Dataset extract:
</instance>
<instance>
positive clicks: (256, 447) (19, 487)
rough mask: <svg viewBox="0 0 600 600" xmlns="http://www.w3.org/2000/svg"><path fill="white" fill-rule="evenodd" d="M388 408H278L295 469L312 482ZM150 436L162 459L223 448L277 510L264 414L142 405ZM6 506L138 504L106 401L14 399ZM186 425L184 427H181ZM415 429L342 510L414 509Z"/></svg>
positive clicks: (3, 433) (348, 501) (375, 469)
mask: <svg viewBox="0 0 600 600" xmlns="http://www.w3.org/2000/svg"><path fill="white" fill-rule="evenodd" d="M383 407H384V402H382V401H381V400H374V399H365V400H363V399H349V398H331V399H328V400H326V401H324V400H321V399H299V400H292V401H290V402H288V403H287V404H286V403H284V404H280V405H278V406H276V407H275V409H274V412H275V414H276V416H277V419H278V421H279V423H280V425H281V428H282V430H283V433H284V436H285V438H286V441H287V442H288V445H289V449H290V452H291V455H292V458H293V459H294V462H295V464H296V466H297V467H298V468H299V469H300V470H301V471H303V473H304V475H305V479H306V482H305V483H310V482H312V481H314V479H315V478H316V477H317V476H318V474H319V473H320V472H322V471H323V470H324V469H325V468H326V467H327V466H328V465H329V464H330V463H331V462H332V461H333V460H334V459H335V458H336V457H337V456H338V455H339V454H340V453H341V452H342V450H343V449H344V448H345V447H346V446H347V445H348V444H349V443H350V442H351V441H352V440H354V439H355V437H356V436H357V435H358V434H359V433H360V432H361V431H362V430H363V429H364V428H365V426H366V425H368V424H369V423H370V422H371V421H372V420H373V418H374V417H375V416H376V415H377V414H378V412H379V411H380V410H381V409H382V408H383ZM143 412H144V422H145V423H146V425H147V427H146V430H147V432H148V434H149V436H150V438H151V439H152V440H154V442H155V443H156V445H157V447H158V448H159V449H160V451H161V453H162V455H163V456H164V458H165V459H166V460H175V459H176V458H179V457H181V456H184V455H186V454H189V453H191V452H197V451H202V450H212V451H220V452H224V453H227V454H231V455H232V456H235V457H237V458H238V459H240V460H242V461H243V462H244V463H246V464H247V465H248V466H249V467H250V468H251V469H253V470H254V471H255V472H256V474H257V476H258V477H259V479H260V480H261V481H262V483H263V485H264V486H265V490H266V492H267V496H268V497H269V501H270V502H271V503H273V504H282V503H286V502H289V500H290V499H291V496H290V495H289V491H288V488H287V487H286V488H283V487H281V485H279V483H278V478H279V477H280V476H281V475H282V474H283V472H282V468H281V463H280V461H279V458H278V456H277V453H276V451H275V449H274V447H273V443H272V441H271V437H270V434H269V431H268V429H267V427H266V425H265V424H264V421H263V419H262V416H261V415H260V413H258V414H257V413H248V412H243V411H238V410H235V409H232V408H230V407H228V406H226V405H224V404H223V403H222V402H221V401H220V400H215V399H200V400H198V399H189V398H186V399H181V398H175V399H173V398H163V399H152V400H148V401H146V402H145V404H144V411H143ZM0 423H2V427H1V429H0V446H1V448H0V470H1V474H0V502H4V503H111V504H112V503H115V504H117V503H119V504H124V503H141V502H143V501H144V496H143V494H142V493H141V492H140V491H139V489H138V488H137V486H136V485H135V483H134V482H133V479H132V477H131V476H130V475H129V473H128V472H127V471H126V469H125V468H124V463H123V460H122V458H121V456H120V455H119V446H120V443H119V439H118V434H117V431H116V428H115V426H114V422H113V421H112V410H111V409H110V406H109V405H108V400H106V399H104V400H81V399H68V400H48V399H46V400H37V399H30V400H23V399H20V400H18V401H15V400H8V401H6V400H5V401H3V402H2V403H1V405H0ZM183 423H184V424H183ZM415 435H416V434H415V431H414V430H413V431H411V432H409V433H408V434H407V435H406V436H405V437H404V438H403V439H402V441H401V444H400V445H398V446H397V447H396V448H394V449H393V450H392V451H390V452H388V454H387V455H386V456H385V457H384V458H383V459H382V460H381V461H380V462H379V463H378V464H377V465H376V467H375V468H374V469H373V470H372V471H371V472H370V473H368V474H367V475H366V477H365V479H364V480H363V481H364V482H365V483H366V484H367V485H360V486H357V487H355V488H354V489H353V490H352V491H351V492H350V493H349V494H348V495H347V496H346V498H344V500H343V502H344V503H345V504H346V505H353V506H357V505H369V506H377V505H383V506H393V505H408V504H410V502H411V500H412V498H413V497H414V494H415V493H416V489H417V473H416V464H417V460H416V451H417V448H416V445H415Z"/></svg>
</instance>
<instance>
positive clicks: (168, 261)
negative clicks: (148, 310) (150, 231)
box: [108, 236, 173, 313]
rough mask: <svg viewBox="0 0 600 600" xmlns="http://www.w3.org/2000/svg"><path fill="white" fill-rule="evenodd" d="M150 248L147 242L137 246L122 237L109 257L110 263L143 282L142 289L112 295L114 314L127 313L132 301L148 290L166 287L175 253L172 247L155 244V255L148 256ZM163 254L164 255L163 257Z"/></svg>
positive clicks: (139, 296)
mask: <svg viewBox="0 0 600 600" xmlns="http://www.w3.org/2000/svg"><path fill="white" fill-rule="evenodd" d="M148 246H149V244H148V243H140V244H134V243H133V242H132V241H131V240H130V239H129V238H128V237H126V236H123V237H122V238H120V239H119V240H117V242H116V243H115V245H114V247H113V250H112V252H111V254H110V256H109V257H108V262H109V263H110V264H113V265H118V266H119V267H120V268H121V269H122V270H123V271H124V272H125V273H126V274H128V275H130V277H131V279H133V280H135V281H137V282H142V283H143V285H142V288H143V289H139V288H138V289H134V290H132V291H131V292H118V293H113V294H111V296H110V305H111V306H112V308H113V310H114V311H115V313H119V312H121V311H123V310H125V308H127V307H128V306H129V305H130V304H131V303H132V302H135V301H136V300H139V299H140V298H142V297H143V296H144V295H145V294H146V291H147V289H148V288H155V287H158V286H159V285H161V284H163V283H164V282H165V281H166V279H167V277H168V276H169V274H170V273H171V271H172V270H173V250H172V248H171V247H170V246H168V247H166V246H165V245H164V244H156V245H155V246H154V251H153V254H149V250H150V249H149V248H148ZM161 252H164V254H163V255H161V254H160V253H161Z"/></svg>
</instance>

Task to complete: Which lines of the data contain "rough"? Copy them all.

Answer section:
rough mask: <svg viewBox="0 0 600 600" xmlns="http://www.w3.org/2000/svg"><path fill="white" fill-rule="evenodd" d="M388 408H278L295 469L312 482ZM150 436L162 459L223 448L277 510L264 414L142 405ZM6 506L138 504L106 401L14 399ZM186 425L184 427H181ZM415 429L342 510L414 509Z"/></svg>
rough mask: <svg viewBox="0 0 600 600" xmlns="http://www.w3.org/2000/svg"><path fill="white" fill-rule="evenodd" d="M150 248L147 242L137 246L122 237L109 257L110 263L143 282L142 289L112 295L114 314L127 313L132 301L148 290L166 287L175 253L172 247L155 244V255L148 256ZM163 254L164 255L163 257Z"/></svg>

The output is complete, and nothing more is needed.